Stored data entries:
- Opening Delimiter -

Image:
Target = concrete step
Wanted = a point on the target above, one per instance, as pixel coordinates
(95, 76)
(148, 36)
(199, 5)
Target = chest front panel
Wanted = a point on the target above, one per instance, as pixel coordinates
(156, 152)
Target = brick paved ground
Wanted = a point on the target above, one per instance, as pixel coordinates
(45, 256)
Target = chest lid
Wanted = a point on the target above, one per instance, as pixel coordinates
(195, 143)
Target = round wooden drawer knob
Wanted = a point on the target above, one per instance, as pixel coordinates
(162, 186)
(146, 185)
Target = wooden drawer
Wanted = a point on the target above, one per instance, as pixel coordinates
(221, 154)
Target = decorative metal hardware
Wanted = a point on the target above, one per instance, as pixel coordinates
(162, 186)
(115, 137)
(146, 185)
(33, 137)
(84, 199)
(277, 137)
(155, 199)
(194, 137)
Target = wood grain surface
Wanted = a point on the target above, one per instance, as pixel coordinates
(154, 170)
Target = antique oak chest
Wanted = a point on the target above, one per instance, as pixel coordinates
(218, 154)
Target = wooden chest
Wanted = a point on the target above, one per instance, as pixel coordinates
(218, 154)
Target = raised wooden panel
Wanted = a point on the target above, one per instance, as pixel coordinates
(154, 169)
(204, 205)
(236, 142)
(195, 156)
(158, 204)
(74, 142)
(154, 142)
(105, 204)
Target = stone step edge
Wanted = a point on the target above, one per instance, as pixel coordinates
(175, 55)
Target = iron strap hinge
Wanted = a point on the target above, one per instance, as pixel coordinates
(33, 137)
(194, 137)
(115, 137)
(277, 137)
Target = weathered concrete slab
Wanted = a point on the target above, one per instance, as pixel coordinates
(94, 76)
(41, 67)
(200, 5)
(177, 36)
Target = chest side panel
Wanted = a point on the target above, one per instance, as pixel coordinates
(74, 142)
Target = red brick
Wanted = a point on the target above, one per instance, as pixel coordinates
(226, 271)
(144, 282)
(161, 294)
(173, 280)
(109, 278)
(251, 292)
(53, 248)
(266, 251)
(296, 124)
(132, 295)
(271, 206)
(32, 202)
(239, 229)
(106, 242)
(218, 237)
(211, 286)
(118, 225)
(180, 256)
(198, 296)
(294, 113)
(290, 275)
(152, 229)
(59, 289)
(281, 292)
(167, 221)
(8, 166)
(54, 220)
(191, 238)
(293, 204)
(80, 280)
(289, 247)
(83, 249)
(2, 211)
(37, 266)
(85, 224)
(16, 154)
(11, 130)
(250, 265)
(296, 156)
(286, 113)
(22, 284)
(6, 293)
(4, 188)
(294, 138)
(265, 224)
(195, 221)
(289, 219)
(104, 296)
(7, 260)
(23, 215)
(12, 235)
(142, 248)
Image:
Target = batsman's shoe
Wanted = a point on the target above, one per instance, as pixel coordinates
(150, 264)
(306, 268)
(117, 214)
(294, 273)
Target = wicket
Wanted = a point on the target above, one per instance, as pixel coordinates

- Closing Delimiter -

→ **WHAT TO PRODUCE**
Transcribe each entry. Leave nothing out.

→ **TASK RESPONSE**
Image:
Target = concrete step
Wanted = a point on the target above, one per instance, as pixel coordinates
(95, 76)
(148, 36)
(199, 5)
Target = chest front panel
Wanted = a point on the target above, one per instance, as pixel coordinates
(156, 152)
Target = brick paved ground
Wanted = a point on the target above, one per instance, as pixel coordinates
(45, 256)
Target = chest lid
Wanted = a point on the target above, one per instance, as pixel coordinates
(195, 143)
Target = round wooden drawer knob
Wanted = a point on the target above, one per instance, as pixel coordinates
(162, 186)
(146, 185)
Target = wooden drawer
Wanted = a point on the target above, one per instance, as pixel coordinates
(221, 154)
Target = decorative metal hardware
Wanted = a point on the target above, one per instance, as pixel coordinates
(162, 186)
(115, 137)
(146, 185)
(33, 137)
(84, 199)
(277, 137)
(155, 199)
(194, 137)
Target = wood grain surface
Wanted = a point on the target above, one per instance, as pixel coordinates
(154, 170)
Target = antique oak chest
Wanted = a point on the target above, one per instance, as pixel coordinates
(218, 154)
Target = wooden chest
Wanted = a point on the target above, one per instance, as pixel coordinates
(218, 154)
Target = raised wooden panel
Wanted = a point on the target above, one per instance, as pixel coordinates
(154, 169)
(204, 205)
(236, 142)
(195, 156)
(158, 204)
(74, 142)
(154, 142)
(105, 204)
Target = stone step edge
Wanted = a point on the target above, one per instance, as pixel coordinates
(175, 55)
Target = iron strap hinge
Wanted = a point on the target above, one per instance, as pixel coordinates
(33, 137)
(194, 137)
(115, 137)
(277, 137)
Target = weathered concrete slab
Wanted = a point on the target above, one per instance, as pixel coordinates
(94, 76)
(41, 67)
(200, 5)
(177, 36)
Target = chest side panel
Wanted = a point on the target above, one per instance, as pixel coordinates
(74, 142)
Target = red brick
Wanted = a point on the target above, one per instance, as pixel coordinates
(226, 271)
(144, 282)
(161, 294)
(173, 280)
(109, 278)
(251, 292)
(53, 248)
(266, 251)
(296, 124)
(132, 295)
(271, 206)
(32, 202)
(239, 229)
(106, 242)
(218, 237)
(211, 286)
(118, 225)
(180, 256)
(198, 296)
(294, 113)
(290, 275)
(152, 229)
(59, 289)
(281, 292)
(167, 221)
(8, 166)
(54, 220)
(191, 238)
(293, 204)
(80, 280)
(289, 247)
(83, 249)
(2, 211)
(37, 266)
(85, 224)
(16, 154)
(11, 130)
(250, 265)
(296, 156)
(286, 113)
(22, 284)
(6, 293)
(4, 188)
(294, 138)
(265, 224)
(195, 221)
(289, 219)
(104, 296)
(7, 260)
(23, 215)
(12, 235)
(142, 248)
Image:
Target = batsman's shoe
Wanted = a point on the target above, one per instance, as pixel coordinates
(150, 264)
(306, 268)
(117, 214)
(294, 273)
Target = wicket
Wanted = a point on the target above, one per instance, as pixel coordinates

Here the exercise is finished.